[Your tasks]
a. Please repeat the stretch from "The photon that" through "between? (see fig.5)" in the passage on photon pasts.
b. Show each line of the listing that contains the word "concrete", matching its case.

[Source document]
The past can be changed

# Possible pasts joining the superposition

When a photon hits an electron, the electron can be pushed aside according to the Compton scattering rules.

The photon that just passes by without reacting still has one definite past. One just elongates the line along which it is travelling in backward direction, a straight line in a curved spacetime, and there you are. But the ph 2-3 is new. On itself it doesn't have a fixed past. When it emerges suddenly quite a number of possibilities for its past join the superposition. The past of ph 2-3 (up until now that is ph 1-2) will be in a superposition of all possible directions it could have come from (among which is the ph 1-3 passage through the electron). Is there anything that forces us to enter one of those possibilities ph 4-2, ph 5-2, ph 3-2, ph 6-2, ph 7-2 or one of the directions in between? (see fig.5)

fig.5: All possible pasts of ph 2-3.

Yes, the electron. Compton scattering rules demand the directions of the photon and the electron after scattering both start at 2 (the original electron's place) and then to lie in the same plane. Measuring the electron's state will make us enter one of these possibilities. If the photon comes from by example direction 4 the electron is pushed downward-left in the figure. The photon then had its origin somewhere on the photon's worldline in direction 4. If direction 7 eventually has been chosen, the electron is pushed upward-left in the figure and the photon had been born somewhere on the worldline of direction 7.

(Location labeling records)
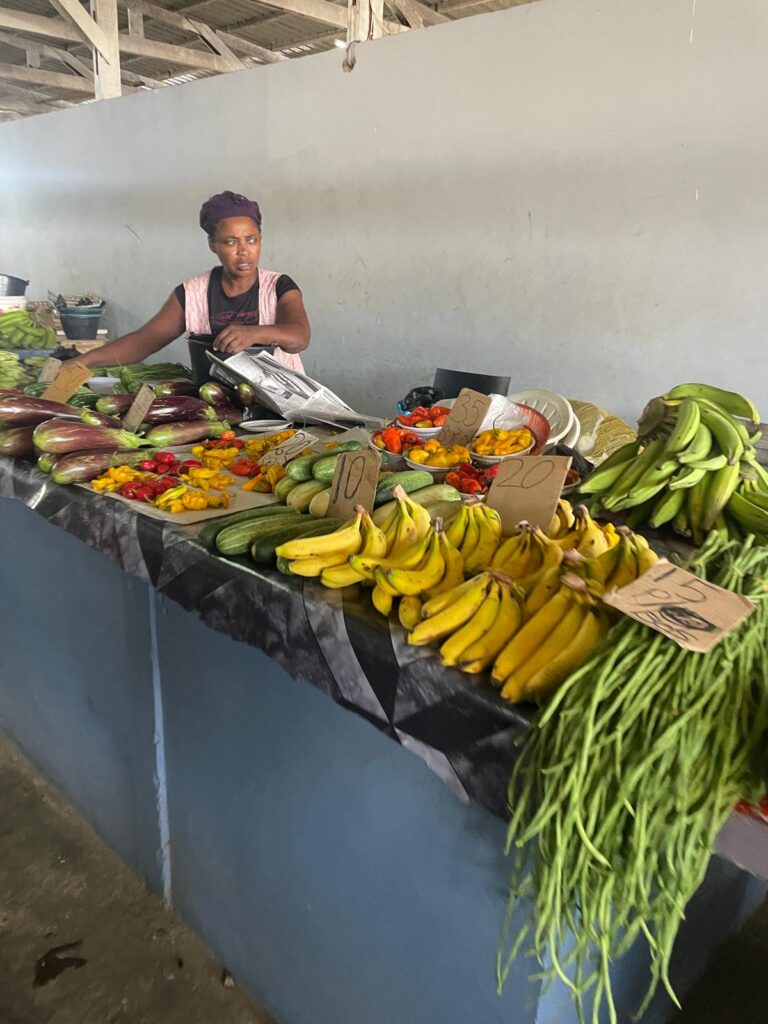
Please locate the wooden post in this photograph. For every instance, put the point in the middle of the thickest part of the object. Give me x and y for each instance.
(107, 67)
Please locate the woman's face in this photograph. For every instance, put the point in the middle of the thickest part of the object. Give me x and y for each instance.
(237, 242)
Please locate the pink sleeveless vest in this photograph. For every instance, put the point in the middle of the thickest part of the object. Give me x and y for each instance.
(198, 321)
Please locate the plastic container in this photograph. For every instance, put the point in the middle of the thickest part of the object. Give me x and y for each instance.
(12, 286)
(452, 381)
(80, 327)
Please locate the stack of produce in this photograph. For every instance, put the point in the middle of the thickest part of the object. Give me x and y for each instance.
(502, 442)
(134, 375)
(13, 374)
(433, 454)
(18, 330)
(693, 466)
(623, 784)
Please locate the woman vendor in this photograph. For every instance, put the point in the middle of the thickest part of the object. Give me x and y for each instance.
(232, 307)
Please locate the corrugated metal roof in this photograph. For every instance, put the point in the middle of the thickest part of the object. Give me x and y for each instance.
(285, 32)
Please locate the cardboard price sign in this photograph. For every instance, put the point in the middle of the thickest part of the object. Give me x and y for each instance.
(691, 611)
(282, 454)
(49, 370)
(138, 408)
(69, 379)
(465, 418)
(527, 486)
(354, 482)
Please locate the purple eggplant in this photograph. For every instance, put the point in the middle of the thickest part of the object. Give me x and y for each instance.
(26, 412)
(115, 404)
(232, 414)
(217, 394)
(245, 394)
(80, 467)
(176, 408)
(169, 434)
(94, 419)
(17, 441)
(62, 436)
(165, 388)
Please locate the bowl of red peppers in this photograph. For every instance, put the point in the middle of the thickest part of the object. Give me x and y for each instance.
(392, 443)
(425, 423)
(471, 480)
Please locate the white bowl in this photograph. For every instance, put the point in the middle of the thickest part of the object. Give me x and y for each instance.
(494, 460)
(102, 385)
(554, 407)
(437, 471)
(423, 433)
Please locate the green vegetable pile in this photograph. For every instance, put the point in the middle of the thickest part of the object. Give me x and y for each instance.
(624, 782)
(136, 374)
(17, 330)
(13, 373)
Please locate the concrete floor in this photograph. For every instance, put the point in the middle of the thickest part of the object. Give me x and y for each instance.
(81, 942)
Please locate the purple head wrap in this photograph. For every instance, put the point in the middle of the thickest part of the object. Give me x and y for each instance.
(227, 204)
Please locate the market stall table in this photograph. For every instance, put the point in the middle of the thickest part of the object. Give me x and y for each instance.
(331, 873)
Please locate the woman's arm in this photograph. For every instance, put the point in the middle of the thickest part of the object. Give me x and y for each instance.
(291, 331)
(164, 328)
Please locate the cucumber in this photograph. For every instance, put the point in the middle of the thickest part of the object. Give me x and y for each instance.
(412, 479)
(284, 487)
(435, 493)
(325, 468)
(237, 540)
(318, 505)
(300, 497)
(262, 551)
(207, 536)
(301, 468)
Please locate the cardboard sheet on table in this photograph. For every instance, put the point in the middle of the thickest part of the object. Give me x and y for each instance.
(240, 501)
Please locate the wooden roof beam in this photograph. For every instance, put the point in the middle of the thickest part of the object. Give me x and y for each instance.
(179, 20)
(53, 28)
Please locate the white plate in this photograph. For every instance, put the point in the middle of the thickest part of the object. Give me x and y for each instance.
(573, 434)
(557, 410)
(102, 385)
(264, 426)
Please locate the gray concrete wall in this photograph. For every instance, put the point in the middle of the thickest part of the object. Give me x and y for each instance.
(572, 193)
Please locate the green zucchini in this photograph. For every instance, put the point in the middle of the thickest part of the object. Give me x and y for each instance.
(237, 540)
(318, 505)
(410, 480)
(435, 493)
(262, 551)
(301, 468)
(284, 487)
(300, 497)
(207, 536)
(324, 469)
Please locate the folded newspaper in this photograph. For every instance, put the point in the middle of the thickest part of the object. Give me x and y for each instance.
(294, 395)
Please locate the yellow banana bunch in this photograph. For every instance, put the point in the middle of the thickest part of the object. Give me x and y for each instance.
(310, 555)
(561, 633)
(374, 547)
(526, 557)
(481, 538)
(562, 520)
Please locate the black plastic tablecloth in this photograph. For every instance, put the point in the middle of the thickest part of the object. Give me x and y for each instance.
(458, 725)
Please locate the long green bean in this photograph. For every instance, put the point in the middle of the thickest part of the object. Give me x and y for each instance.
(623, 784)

[The results]
a.
The photon that just passes by without reacting still has one definite past. One just elongates the line along which it is travelling in backward direction, a straight line in a curved spacetime, and there you are. But the ph 2-3 is new. On itself it doesn't have a fixed past. When it emerges suddenly quite a number of possibilities for its past join the superposition. The past of ph 2-3 (up until now that is ph 1-2) will be in a superposition of all possible directions it could have come from (among which is the ph 1-3 passage through the electron). Is there anything that forces us to enter one of those possibilities ph 4-2, ph 5-2, ph 3-2, ph 6-2, ph 7-2 or one of the directions in between? (see fig.5)

b.
Please locate the concrete floor in this photograph. For every instance, put the point in the middle of the thickest part of the object. Give me x and y for each instance.
Please locate the gray concrete wall in this photograph. For every instance, put the point in the middle of the thickest part of the object. Give me x and y for each instance.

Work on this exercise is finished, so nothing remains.